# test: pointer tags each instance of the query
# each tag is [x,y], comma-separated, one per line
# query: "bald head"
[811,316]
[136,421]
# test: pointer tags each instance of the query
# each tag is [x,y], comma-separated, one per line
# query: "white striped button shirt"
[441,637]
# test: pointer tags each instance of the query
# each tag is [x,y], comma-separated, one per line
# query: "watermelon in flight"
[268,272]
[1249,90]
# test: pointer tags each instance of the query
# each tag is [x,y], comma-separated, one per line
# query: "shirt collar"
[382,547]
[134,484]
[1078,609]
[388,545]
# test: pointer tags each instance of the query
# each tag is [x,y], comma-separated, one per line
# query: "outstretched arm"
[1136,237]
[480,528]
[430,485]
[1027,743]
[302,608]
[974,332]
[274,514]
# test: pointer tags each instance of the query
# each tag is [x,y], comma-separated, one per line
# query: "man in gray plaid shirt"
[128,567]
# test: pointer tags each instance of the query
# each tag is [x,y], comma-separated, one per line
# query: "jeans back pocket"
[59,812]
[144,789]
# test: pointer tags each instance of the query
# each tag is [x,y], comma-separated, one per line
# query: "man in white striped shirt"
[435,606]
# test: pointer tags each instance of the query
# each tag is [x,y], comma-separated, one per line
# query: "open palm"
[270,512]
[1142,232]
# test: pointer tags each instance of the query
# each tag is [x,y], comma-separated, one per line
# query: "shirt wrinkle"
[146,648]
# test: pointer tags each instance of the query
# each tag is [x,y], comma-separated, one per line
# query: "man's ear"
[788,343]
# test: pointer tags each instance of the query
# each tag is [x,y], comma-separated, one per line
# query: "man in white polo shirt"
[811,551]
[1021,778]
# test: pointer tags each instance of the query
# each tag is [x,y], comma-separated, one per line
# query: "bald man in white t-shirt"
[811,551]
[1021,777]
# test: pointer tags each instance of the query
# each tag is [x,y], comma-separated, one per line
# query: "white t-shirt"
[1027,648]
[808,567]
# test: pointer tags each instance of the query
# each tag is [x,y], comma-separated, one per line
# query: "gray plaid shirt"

^^^^^^^^^^^^^^^^

== What to work on ==
Every record shown above should be written out again exactly.

== The solution ==
# test: pointer tags each instance of the query
# each tag is [x,y], comma-separated, one per line
# query: "bald head"
[811,316]
[136,421]
# test: pointer tags each instance of the query
# each tag is [x,y], comma-separated, one per line
# query: "white striped button shirt"
[441,637]
# test: pointer tags each instance of the query
# each tag is [x,y], comma-separated, one per line
# query: "watermelon in flight"
[268,272]
[1249,90]
# test: pointer tags each instance of the query
# each tag is [x,y], comma-separated, one per line
# query: "shirt collar"
[382,547]
[134,484]
[1078,609]
[388,545]
# test: pointer tags each instance of the query
# each tag is [x,y], comma-separated, one per line
# query: "outstretched arm"
[1136,237]
[480,528]
[430,485]
[1027,743]
[302,608]
[974,332]
[274,514]
# test: pointer tags each instance of the query
# each tag is [x,y], comma-separated, one per line
# query: "man in gray plaid shirt"
[128,567]
# test: pointer tags each instance of the query
# each tag is [x,y], comma-separated, one per line
# query: "jeans back pocket"
[59,812]
[144,789]
# test: pointer tags each instance of the query
# each tag is [x,y], comma-separated, one per line
# query: "man in white striped shirt"
[435,606]
# test: pointer tags each instance of the query
# each tag is [x,y], comma-separated, one per line
# query: "open palm"
[270,512]
[1142,232]
# test: pointer tags each instance of the query
# each tag is [x,y], comma-separated, one per line
# query: "shirt wrinkle"
[146,648]
# test: pointer tags each instance of the query
# each tag is [x,y], comma-separated, one per line
# query: "man's ear"
[788,343]
# test: pointer tags each instance of the query
# each tag is [x,y], comma-separated, one per line
# query: "man in white polo shirt"
[811,551]
[1021,778]
# test: pointer tags each instance of the query
# each tag is [x,y], comma-separated, one per line
# query: "bald man in white t-shirt"
[811,551]
[1021,777]
# test: pointer tags each instance of the query
# each tag is [x,y], comma-separated, one per line
# query: "white t-shirt"
[1027,648]
[808,567]
# test: pointer tags each instance of the query
# each tag is [x,y], comma-separated, one per line
# query: "gray plaid shirt"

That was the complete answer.